◆ **Instructions to follow**
All of the data that follows should be output again without any alteration.

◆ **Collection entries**
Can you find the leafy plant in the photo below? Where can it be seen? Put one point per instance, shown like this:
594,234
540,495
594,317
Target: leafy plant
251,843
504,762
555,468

◆ **Solution for this task**
Can you find the leafy plant in the photo below? Where can it be seen? Put one point per instance, shown like this:
594,234
540,495
594,317
Target: leafy plant
251,843
504,762
555,468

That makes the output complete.